**TASK STATEMENT**.
Will you write out the data exactly, excluding every picture?

Saved entries
+ + + + +

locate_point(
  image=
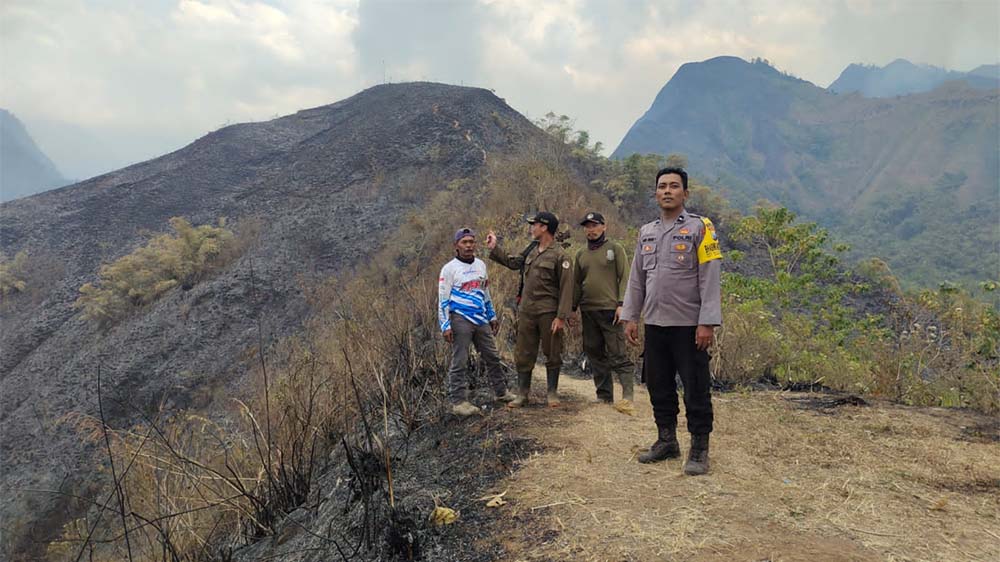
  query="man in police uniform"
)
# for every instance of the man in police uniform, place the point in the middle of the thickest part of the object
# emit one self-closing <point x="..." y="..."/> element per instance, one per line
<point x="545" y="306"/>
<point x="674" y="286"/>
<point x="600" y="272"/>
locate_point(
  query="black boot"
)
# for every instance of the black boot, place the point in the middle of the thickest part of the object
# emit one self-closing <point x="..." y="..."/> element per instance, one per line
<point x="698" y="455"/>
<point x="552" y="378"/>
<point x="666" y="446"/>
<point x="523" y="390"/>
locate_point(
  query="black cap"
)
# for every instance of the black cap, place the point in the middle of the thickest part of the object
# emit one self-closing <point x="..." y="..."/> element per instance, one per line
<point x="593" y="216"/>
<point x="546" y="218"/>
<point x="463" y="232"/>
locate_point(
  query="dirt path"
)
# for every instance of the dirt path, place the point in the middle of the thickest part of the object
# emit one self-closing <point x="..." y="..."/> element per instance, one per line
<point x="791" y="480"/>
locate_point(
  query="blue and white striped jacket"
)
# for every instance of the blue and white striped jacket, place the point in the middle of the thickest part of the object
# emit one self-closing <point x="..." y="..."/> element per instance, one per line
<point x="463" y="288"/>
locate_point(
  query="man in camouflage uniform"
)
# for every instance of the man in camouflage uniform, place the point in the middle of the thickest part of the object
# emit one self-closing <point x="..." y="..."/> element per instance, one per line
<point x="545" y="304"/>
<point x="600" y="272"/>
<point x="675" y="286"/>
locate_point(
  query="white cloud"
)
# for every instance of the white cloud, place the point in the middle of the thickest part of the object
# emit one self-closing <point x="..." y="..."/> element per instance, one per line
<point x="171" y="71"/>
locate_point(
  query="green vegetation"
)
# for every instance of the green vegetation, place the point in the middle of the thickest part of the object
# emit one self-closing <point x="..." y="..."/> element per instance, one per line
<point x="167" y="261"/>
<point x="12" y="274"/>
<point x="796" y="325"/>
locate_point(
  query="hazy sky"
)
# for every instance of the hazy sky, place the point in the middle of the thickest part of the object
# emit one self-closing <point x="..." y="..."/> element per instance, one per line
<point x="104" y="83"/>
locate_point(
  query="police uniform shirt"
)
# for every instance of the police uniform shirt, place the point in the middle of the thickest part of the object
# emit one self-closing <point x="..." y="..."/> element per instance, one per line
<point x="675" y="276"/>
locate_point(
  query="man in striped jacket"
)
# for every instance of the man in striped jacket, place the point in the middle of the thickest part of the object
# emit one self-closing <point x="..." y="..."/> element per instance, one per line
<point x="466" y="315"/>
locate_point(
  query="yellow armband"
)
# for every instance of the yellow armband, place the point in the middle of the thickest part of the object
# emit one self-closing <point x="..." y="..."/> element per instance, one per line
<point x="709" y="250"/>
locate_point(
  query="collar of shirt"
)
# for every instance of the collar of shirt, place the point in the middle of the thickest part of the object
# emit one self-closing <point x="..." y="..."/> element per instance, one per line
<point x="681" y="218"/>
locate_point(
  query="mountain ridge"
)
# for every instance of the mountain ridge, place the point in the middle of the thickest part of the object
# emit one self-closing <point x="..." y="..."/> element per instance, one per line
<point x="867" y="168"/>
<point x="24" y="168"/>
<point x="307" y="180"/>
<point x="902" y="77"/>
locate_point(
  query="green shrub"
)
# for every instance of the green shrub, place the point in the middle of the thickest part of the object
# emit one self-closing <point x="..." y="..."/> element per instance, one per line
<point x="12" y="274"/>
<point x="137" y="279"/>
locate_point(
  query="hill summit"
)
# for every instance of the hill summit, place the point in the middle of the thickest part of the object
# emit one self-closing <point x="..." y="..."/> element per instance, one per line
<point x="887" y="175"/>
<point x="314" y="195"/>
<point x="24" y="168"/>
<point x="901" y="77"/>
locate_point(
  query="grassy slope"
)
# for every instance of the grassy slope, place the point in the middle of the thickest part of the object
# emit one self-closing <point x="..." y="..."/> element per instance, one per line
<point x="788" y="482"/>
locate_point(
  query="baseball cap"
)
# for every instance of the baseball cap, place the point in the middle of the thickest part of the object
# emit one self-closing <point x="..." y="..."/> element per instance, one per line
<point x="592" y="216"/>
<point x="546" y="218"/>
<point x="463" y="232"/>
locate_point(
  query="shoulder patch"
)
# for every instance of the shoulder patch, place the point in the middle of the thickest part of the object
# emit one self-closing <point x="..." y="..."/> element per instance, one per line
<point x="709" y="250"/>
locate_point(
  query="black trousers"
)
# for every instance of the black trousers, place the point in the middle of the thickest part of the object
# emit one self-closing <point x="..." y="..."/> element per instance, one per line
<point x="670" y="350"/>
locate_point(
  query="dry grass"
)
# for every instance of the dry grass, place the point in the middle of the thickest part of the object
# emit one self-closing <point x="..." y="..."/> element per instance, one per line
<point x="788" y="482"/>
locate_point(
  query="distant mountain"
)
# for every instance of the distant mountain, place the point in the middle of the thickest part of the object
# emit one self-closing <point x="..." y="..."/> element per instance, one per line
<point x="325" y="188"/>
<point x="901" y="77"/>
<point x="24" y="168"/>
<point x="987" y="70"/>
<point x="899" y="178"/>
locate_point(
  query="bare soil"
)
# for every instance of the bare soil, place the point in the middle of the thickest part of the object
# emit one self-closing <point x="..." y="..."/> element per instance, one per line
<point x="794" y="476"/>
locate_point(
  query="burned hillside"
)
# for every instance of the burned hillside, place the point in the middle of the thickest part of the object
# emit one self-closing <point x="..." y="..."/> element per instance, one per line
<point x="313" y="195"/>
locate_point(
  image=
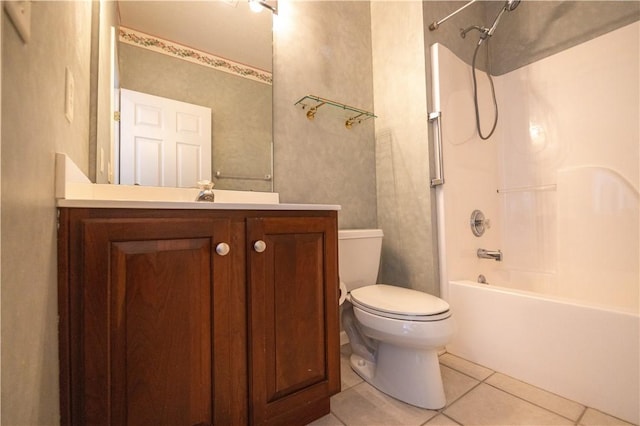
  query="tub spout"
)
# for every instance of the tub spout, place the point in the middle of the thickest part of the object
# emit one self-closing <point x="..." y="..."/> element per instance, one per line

+ + + + +

**EXERCISE SOLUTION**.
locate_point(
  image=
  query="man in police uniform"
)
# for every instance of the man in police uniform, place the point in the middle of the thickest part of the object
# emit one self-closing <point x="..." y="..."/> element per instance, one per line
<point x="545" y="306"/>
<point x="674" y="286"/>
<point x="600" y="272"/>
locate_point(
  query="black boot"
)
# for every instance of the black boot, place the point in the middle of the thickest part of the object
# emit one self-closing <point x="..." y="..."/> element per instance, one per line
<point x="698" y="455"/>
<point x="552" y="378"/>
<point x="666" y="446"/>
<point x="523" y="390"/>
locate_point(
  query="black cap"
)
# for every instance of the black cap, place the point in the middle of the thickest part of the object
# emit one self-closing <point x="..." y="..."/> element per instance, one per line
<point x="593" y="216"/>
<point x="546" y="218"/>
<point x="463" y="232"/>
locate_point(
  query="dirt path"
)
# for every instance of the dirt path, place the point in the middle of the thickest part of the object
# emit one self-closing <point x="..." y="..."/> element per instance, one per line
<point x="791" y="480"/>
locate_point(
  query="blue and white striped jacket"
)
# for every instance of the blue and white striped jacket, place the point in the middle of the thickest part of the object
# emit one self-closing <point x="..." y="..."/> element per instance, one per line
<point x="463" y="288"/>
locate_point(
  query="man in camouflage uniform"
)
# for every instance of the man in camouflage uniform, place the point in the middle of the thickest part of the object
# emit one self-closing <point x="..." y="..."/> element per instance, one per line
<point x="545" y="304"/>
<point x="600" y="272"/>
<point x="675" y="286"/>
locate_point(
  query="white cloud"
)
# for every instance of the white cloud, place the point in the middle of the thickest part of the object
# emit one self-closing <point x="..." y="..."/> element per instance, one per line
<point x="171" y="71"/>
locate_point(
  query="green vegetation"
)
# for every instance of the green vegetation, place the point in the middle of the thickest part of the object
# emit one self-closing <point x="..." y="..."/> element per instance, one per line
<point x="167" y="261"/>
<point x="12" y="274"/>
<point x="796" y="325"/>
locate_point(
  query="hazy sky"
)
# for every instance of the hazy sky, place the point in the middle of the thickest part of the object
# emit one self-closing <point x="..." y="..."/> element per instance, one per line
<point x="104" y="83"/>
locate_point(
  query="police uniform shirt"
)
# for every instance of the police uniform shirt, place the point in the middle of the thickest part of the object
# emit one self-closing <point x="..." y="..."/> element per instance, one per line
<point x="675" y="276"/>
locate_point(
  query="man in striped jacket"
)
# for every instance of the man in striped jacket, place the point in the middle of the thickest part of the object
# emit one self-closing <point x="..." y="..."/> element per instance, one per line
<point x="466" y="315"/>
locate_point(
  query="yellow armband"
)
# for every instance of the yellow armband, place the point in the middle of the thickest part of the object
# emit one self-closing <point x="..." y="..."/> element per instance, one per line
<point x="709" y="250"/>
locate_point(
  query="collar of shirt"
)
# for every instance of the collar of shirt, place the point in the middle of the thickest part of the object
# emit one self-closing <point x="..." y="..."/> element per instance, one per line
<point x="681" y="218"/>
locate_point(
  query="mountain ridge"
)
# for every instance of the mountain ridge, place the point in the middle of the thickest part of the object
# emit one self-closing <point x="..." y="..."/> element per instance, one per line
<point x="867" y="168"/>
<point x="24" y="168"/>
<point x="307" y="180"/>
<point x="902" y="77"/>
locate_point(
  query="green shrub"
)
# for every instance of the green shrub, place the point in the middle of the thickest part of the object
# emit one self-closing <point x="..." y="..."/> element per instance, one per line
<point x="12" y="274"/>
<point x="137" y="279"/>
locate_point(
  query="hill summit"
)
# for every instance of the hill summit, place the point in the middle of the thickest part of the object
# emit one self-closing <point x="..." y="..."/> element per instance, one per line
<point x="887" y="175"/>
<point x="314" y="195"/>
<point x="24" y="168"/>
<point x="901" y="77"/>
locate_point(
  query="grassy slope"
)
# for every instance of the grassy slope, place the point in the middle of the thickest part of the object
# emit one self-closing <point x="..." y="..."/> element per instance, one per line
<point x="788" y="482"/>
locate_point(
  query="baseball cap"
)
# for every instance of the baseball cap, place the point in the middle of the thickest part of the object
# emit one self-closing <point x="..." y="..."/> element per instance, one per line
<point x="592" y="216"/>
<point x="546" y="218"/>
<point x="463" y="232"/>
locate_point(
  query="shoulder patch"
)
# for every instance of the shoulder patch, place the point in the middle of the thickest part of the object
# emit one self-closing <point x="..." y="..."/> element per instance, one per line
<point x="709" y="250"/>
locate_point(
  query="black trousers"
)
# for every instance of the black trousers, place the point in the middle of the thickest part of the object
# emit one self-closing <point x="..." y="..."/> element per instance, one per line
<point x="670" y="350"/>
locate_point(
  query="dry grass"
)
# for every instance of the dry grass, place the point in the middle of the thickest part of the object
# emit one self-closing <point x="..." y="..."/> element per instance, one per line
<point x="788" y="482"/>
locate_point(
  query="distant mountain"
)
# for every instance of the distant mountain, place the point in the middle of the thickest part of the object
# emit one self-closing <point x="..." y="..."/> element per instance, one per line
<point x="325" y="188"/>
<point x="901" y="77"/>
<point x="24" y="168"/>
<point x="987" y="70"/>
<point x="899" y="178"/>
locate_point(
  query="bare soil"
)
# for every instance of the bare soil, place the point in the middle of the thickest part of the object
# emit one self-closing <point x="..." y="..."/> element per instance, one per line
<point x="794" y="476"/>
locate_point(
  query="burned hillside"
)
# for every instance of the burned hillside, place the point in the middle of the thickest part of the object
# emit one self-closing <point x="..." y="..."/> element per instance, one per line
<point x="313" y="195"/>
locate_point(
  image=
  query="tub spout"
)
# for every instance of the tub spout, place the point in the middle of the thickest part of the object
# emit one self-closing <point x="..." y="..."/> element per instance, one per line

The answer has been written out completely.